→ Task A:
Answer these from the Palmer letter:
(i) How long is the writer's stint back at Palmer?
(ii) Which city was the new system from England sent through?
(iii) What item did Port Hueneme lose along with the package?
→ Task B: Print the section of the Palmer letter that starts at "Friday, July 15, 2005" and ends after "me around too.".
→ Task C: Carry on the Palmer letter from its last sentence.
— Start of Page text —
Friday, July 15, 2005

Chapter 19 - "Tin Roof...Rusted!"

12 October 90

WOOFF!! Howdy Commander! I finally have two reasons to write. I just ended up back home at Palmer. Nothing permanent, just a 2.5 month stint until mid-December (scheduled return on the SAAM flight--ya, right). It's nice to be back, and I think Al is enjoying having me around too.

I ran into Matt, Andy, Lisa and Beav in Punta Arenas. They had just come back from Torres del Paine and we got stuck in P.A. for almost two weeks. I was hoping to see at least Matt and Lisa before they left and at first was disappointed when I heard that they had already left. I also had the chance to spend time with a Chilean Air Traffic Controller who is now at Punta that was at Marsh during my winter-over, when I was stranded in Punta Arenas for ten days.

The main reason that the ship was stuck in port at P.A. was that the Duke's Inmarsat system bit the big one. The ship couldn't leave port until they had a functional satellite phone system. The new system sent from England was sent through Sao Paulo and the Brazilians were on strike. Once in Santiago, the new dome wouldn't fit into any of the planes. Then a U.S. military C5 military plane had to fly from the U.S. down to Santiago in order to bring it down to P.A. Then the installers who came down to P.A. from Val Paraiso couldn't read English, so the Duke ET and electrician did a lot of the install work.

Just talking with Al. He says that he didn't get your package. It was supposed to come in on this ship. As usual, Port Who-Needs-Me (Port Hueneme, CA) managed to lose that along with the exabite modem for T-five (aren't we surprised?!) If you need something sent down, better to hand carry it or toss it off the pier yourself. At least then you know what happened to it and you know then why it didn't arrive.
— End of Page text —
— Start of Provided data —
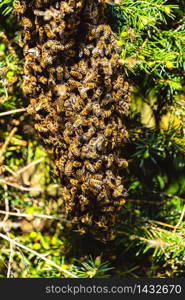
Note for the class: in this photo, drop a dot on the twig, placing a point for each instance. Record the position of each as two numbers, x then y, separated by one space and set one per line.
48 261
180 219
20 187
10 112
161 223
3 149
6 203
29 215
— End of Provided data —
→ Reply A:
(i) 2.5 months, until mid-December.
(ii) Sao Paulo.
(iii) The exabite modem for T-five.

→ Reply B:
Friday, July 15, 2005

Chapter 19 - "Tin Roof...Rusted!"

12 October 90

WOOFF!! Howdy Commander! I finally have two reasons to write. I just ended up back home at Palmer. Nothing permanent, just a 2.5 month stint until mid-December (scheduled return on the SAAM flight--ya, right). It's nice to be back, and I think Al is enjoying having me around too.

→ Reply C:
I won't be overly optimistic about things, but things are going along fair to midland. Some of the struggles with management around here now remind me of my first season down--Shield-esk in a way! Nothing that hasn't been dealt with so far. Us O.A.E.'s are looking forward to the ship coming down at the end of November. Guess you're coming down along with Bill Fraser, Debi and Craig (now married) among others.

Just to forewarn you; under the new contract, you are given a per diem to cover your food and lodging. They don't cover the lodging as before. Mario will make arrangements at the Savoy in Punta Arenas. If you or Bill want arrangements somewhere else, say something ahead of time to Jimmy upon your arrival in Santiago. The Savoy is running around 5500 Pesos per night. Condor del Platta is running 7500 per night and Los Navigantes is 17500 per night.

Nothing else too earth shattering happening here. We have been having snow and a lot of wind. Temps are ranging from about 25-32 F. I'll close for now, but drop a line if you can and let us know how things are going. Looking forward to seeing you again. Take care and have a good trip down.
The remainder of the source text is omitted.